Extracted data entries:
###

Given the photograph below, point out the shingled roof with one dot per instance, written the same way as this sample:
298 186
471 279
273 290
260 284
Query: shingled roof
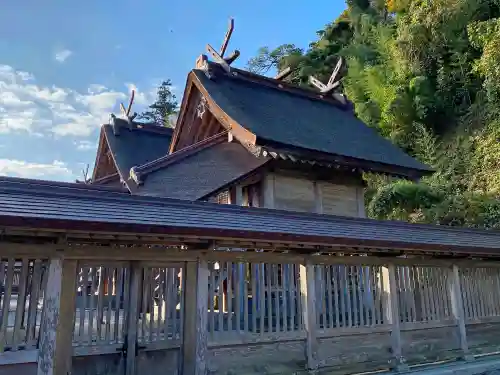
38 205
196 171
289 119
135 146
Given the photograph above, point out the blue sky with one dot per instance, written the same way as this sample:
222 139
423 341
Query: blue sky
66 65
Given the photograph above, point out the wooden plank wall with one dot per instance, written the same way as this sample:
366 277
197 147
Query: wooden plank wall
305 195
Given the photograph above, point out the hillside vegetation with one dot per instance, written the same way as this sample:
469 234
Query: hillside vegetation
426 74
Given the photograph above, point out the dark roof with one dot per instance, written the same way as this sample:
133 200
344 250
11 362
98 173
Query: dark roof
33 205
282 117
200 172
142 144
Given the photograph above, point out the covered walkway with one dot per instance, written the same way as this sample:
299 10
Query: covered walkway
101 282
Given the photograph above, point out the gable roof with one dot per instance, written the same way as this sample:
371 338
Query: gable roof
196 171
303 122
140 144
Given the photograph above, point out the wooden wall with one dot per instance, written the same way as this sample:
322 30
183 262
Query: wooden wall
296 193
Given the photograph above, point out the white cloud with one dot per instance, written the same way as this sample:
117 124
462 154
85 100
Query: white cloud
28 107
62 55
19 168
85 145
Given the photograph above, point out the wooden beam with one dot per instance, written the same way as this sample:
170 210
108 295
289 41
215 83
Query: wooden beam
232 57
195 317
268 188
218 58
316 82
56 349
227 37
336 71
202 129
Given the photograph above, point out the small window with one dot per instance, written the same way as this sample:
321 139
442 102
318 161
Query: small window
223 197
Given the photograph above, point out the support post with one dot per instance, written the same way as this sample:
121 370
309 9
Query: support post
268 191
56 350
391 314
195 318
308 296
458 311
134 307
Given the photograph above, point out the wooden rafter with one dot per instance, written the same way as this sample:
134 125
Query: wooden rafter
126 112
284 73
333 81
227 37
218 56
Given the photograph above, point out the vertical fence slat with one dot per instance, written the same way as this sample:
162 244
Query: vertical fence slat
6 304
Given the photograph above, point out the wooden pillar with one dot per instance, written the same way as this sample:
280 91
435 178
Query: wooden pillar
134 308
458 311
318 197
56 333
308 297
194 344
268 191
238 196
391 314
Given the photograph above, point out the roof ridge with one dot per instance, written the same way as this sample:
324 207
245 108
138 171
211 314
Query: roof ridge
18 186
290 88
49 184
150 127
137 173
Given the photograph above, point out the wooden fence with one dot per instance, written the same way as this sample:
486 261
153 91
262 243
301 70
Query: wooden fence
352 313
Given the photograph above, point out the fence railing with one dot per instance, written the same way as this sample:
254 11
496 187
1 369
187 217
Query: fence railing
247 301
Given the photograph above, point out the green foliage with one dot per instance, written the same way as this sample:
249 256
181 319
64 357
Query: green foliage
165 106
425 74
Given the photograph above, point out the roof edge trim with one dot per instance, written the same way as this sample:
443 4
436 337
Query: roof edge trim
138 173
348 161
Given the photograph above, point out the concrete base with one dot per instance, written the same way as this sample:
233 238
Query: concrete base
490 366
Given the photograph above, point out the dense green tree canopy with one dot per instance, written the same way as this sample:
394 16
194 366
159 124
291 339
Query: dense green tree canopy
425 74
163 108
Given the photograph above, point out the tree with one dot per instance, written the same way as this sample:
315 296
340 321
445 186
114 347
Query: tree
425 75
163 108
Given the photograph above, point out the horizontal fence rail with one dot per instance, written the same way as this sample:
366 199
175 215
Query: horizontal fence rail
256 298
252 302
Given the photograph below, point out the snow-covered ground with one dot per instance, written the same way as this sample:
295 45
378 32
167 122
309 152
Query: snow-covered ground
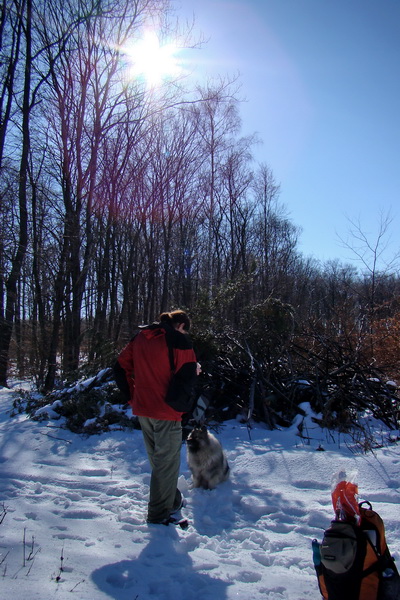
74 508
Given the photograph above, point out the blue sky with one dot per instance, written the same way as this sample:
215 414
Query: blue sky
321 80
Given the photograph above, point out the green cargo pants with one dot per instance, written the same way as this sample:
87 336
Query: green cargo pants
163 441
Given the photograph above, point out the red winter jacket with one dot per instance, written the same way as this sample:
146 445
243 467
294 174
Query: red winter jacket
147 367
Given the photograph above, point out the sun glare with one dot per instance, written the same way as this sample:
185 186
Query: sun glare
148 59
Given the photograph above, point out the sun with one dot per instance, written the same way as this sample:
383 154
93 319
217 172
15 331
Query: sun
152 61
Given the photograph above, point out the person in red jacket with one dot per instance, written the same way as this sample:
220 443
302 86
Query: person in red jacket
146 367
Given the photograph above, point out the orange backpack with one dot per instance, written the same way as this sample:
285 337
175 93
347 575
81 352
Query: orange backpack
353 561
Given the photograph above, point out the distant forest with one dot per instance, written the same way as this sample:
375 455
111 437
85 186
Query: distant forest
119 202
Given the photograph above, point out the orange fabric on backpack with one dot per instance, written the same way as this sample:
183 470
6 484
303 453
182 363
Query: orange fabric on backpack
344 500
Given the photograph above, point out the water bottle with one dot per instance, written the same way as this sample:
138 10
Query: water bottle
316 553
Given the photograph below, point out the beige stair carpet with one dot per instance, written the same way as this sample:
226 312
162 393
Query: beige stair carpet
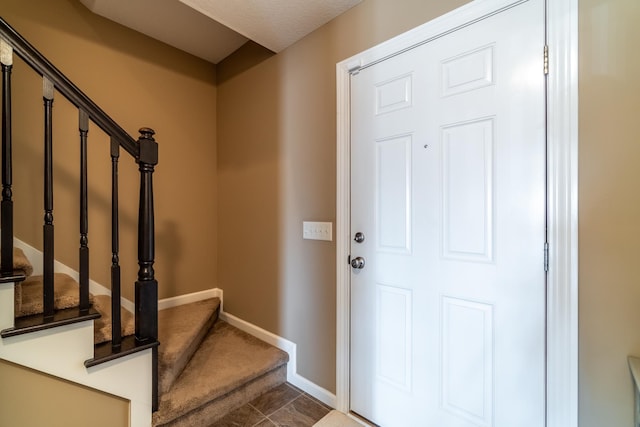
102 327
229 369
22 265
181 329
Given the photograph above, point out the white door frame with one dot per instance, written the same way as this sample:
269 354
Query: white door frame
562 194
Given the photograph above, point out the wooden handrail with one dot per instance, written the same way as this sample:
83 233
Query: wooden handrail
66 88
145 152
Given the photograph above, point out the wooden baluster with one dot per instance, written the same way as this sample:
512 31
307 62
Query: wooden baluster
6 206
116 329
48 257
84 215
147 287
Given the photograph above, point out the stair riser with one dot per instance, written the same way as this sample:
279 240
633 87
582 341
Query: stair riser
215 410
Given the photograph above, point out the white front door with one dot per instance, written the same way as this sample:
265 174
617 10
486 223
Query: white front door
448 193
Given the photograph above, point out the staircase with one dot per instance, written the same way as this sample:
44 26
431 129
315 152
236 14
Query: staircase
180 366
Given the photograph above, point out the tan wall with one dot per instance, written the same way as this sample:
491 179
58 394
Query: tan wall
276 168
139 82
609 204
31 398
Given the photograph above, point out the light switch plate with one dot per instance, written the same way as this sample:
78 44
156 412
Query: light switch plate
317 230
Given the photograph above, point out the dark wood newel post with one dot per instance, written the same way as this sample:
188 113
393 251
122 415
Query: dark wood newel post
6 206
147 286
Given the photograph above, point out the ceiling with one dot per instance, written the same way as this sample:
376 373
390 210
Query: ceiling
213 29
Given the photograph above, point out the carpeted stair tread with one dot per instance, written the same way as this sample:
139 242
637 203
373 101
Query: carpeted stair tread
66 294
181 330
102 326
21 263
227 360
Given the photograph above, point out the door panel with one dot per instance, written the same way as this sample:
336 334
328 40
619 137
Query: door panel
448 186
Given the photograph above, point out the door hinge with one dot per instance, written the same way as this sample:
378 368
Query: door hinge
546 257
546 60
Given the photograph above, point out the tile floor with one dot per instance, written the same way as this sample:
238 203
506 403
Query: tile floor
283 406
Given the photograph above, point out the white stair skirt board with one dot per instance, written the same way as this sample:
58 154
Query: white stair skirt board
67 347
35 257
293 377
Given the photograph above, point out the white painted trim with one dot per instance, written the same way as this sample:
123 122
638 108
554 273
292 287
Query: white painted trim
562 307
163 304
293 377
562 284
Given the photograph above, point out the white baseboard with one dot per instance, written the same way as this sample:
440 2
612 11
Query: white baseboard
293 377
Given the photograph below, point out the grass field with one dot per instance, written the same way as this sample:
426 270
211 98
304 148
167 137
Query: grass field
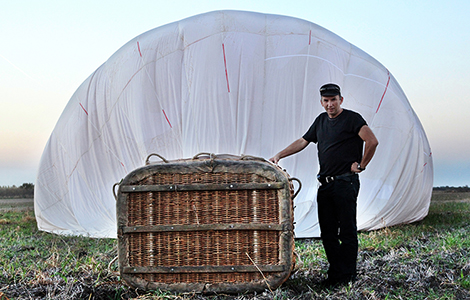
425 260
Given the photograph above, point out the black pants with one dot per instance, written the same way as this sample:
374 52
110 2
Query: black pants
337 206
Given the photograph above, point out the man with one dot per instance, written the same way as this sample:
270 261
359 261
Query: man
341 136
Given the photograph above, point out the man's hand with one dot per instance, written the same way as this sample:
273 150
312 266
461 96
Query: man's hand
355 169
275 159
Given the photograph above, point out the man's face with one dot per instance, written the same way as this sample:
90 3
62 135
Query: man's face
332 105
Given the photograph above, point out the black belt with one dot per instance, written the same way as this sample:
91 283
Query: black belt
328 179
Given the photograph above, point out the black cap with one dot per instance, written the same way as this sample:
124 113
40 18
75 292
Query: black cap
330 89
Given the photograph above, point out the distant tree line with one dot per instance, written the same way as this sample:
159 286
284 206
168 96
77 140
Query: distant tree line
26 190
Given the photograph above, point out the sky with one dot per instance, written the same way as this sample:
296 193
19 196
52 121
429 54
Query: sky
48 48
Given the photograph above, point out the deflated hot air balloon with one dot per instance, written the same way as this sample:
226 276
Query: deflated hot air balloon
228 82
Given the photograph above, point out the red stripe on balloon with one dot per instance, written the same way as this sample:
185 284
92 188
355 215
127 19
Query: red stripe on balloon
138 47
225 63
167 118
83 109
386 87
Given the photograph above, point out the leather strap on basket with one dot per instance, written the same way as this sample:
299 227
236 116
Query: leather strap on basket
147 161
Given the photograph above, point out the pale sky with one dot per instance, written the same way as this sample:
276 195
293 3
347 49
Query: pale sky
48 48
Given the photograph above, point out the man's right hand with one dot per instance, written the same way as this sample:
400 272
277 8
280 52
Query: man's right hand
275 159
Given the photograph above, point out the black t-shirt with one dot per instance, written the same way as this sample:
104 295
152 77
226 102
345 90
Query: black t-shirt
338 142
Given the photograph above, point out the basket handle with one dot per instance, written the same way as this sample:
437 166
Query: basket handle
300 186
211 155
248 157
147 161
114 189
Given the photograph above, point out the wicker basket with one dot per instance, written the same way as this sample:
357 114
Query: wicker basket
207 224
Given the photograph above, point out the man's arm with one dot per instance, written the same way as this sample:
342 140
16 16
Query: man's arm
293 148
371 143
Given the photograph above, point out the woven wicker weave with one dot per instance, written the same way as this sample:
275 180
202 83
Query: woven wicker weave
207 224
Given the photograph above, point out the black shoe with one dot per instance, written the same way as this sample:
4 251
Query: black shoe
329 283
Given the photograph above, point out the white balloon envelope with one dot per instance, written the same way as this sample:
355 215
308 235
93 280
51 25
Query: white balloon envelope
228 82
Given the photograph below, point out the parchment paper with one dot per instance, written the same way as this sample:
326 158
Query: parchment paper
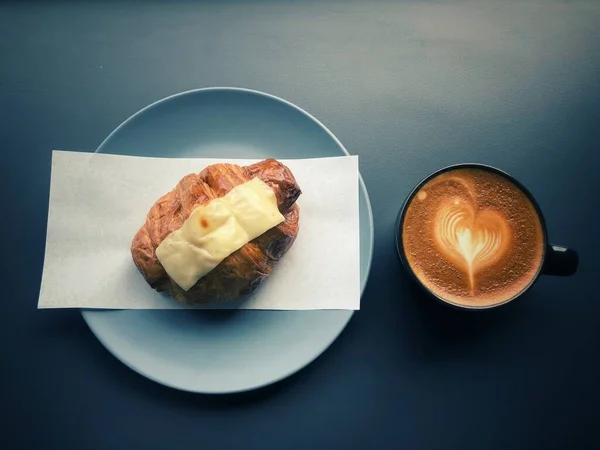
98 202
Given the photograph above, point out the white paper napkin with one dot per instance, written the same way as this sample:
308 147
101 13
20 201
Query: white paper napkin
99 201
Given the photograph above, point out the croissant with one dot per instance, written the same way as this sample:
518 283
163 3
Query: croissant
244 270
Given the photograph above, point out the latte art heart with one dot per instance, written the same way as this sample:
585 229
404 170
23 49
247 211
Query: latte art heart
470 241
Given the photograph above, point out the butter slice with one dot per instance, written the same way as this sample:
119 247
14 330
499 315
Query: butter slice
216 230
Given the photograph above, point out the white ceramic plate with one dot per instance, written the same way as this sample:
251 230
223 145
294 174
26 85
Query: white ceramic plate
224 351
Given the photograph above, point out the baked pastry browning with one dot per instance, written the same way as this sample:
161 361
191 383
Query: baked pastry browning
244 270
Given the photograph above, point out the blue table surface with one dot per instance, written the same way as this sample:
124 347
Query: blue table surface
409 87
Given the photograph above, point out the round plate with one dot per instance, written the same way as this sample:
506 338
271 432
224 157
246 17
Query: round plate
224 351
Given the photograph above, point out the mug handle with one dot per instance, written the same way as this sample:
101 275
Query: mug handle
561 261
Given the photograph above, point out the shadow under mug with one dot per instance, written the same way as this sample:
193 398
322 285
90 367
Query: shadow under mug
556 259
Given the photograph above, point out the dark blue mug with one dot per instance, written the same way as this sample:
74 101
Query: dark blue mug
555 259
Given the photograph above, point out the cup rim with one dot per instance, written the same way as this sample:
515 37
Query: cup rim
400 222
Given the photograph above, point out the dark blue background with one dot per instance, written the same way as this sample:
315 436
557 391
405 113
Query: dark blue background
408 86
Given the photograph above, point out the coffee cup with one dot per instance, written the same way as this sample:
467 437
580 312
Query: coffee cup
474 237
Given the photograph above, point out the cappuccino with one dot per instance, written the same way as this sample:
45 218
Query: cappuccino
472 237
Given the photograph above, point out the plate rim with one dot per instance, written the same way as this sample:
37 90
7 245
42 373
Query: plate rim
371 232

###

- _PROBLEM STATEMENT_:
Pull out every line from the one with "Given the photograph above, point out the round" to the end of the listing, and output only those.

- _RESPONSE_:
Given the photograph above, point out the round plate with one dot per instance, written the same way as this sample:
506 338
271 432
224 157
246 17
Query: round plate
224 351
Given the photograph above, point out the mug handle with one dot per instance, written the same way as this sample:
101 275
Query: mug handle
561 261
Given the photograph above, point out the shadow under mug with one dot per instance, written the same way as this sample:
193 398
322 285
90 367
Query: shadow under mug
556 259
Given the photograph above, point out the dark blue mug with one dot per instance, written the same way as this sample:
74 101
Query: dark blue mug
555 259
Given the photograph above, point out the cup rim with one dot per instance, written the same way as this sample:
515 37
Query: cup rim
400 222
Given the photograph above, point out the dark blue background with one dot per instance, written the same way as this sample:
315 436
557 391
405 113
Query: dark blue background
408 86
Given the photograph above, point out the coffee cup with one dot per instance, written the same way as this sample:
467 437
580 312
Query: coffee cup
474 237
Given the photograph above, point out the cappuccino with one dot per instance, written the same way as this sample:
45 218
Query: cappuccino
472 237
Given the photograph above, point out the plate rim with one dot per instance, written the same way as this sample:
37 90
7 245
42 373
Query: plate rim
371 232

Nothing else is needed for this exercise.